SOURCE EXTRACT:
* Begin *
DTW: We did it in a number of ways. We would go to churches, Community groups and show scenes, offer discounts and so forth. If the play had a Caribbean setting or characters like Derek’s (Walcott)   work or Steve Carter’s Nevis Mountain Dew we would go into the Caribbean communities in Brooklyn and places like that. Other times we would find special interest groups or theatre parties. All that worked fine. We even had people who dedicated themselves to getting church groups and social clubs and others to come in theatre parties and so forth. And we would do talk backs with them after the show. If you’ll remember I refused to do it for your show The Offering and some people got mad at me for it. But in the case of that show I felt that a comfortable talk back after that play wasn’t doing them or the play a service. They needed to go and think about it for awhile. If they wanted to come back a week later that would’ve been fine. But not right after the show.

GE: Saying that reminds me of an incident that took place maybe 10 or so years after the play. I was living in Arizona by that time and was visiting New York one summer when this guy stopped me on the street and asked if I was Gus Edwards. When I told him yes, he said that he had been one of a group of black psychiatrists who bought out the show one night and were introduced to me afterwards. He said: “Would you believe, but when we get together as a group we still talk about that show?”
* End *
RECORD EXCERPTS:
* Begin *
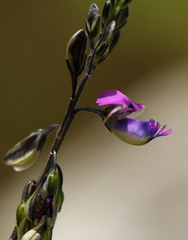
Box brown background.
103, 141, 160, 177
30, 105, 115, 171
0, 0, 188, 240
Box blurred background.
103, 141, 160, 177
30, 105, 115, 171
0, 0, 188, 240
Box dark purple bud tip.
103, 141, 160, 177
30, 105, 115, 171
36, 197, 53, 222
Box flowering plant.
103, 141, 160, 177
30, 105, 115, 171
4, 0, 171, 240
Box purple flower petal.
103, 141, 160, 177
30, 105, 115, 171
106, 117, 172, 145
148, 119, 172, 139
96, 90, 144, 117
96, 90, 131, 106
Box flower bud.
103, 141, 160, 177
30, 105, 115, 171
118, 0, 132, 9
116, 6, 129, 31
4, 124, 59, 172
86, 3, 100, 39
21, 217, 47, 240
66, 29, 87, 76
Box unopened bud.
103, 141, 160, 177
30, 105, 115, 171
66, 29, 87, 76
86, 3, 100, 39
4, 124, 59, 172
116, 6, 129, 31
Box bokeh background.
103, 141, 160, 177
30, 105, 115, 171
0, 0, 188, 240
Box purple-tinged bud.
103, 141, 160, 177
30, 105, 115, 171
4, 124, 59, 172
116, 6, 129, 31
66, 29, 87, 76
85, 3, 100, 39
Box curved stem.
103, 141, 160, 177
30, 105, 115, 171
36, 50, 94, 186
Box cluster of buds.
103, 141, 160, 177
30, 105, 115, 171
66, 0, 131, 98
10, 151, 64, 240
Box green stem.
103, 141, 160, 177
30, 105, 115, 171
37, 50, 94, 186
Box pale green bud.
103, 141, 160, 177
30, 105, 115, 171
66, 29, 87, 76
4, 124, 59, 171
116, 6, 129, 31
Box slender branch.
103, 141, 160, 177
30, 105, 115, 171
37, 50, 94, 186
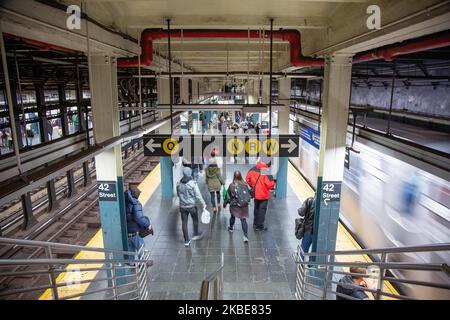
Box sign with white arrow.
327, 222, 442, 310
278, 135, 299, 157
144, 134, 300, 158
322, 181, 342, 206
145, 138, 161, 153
* End *
* Begin *
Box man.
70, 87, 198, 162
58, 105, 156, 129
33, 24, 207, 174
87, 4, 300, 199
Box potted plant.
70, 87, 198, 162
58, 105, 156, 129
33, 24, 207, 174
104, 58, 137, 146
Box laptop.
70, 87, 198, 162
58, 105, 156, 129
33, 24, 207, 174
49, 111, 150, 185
* End *
TO BE DONE: In one to three sentences, explain why DTW refused to hold a talk back after The Offering, according to the interview excerpt. The data are separate material, unrelated to the interview excerpt.

RESPONSE TO THE TASK: DTW felt that a comfortable talk back right after that play would not serve the audience or the play. The audience needed to go and think about it for a while. A talk back a week later would have been fine, but not right after the show.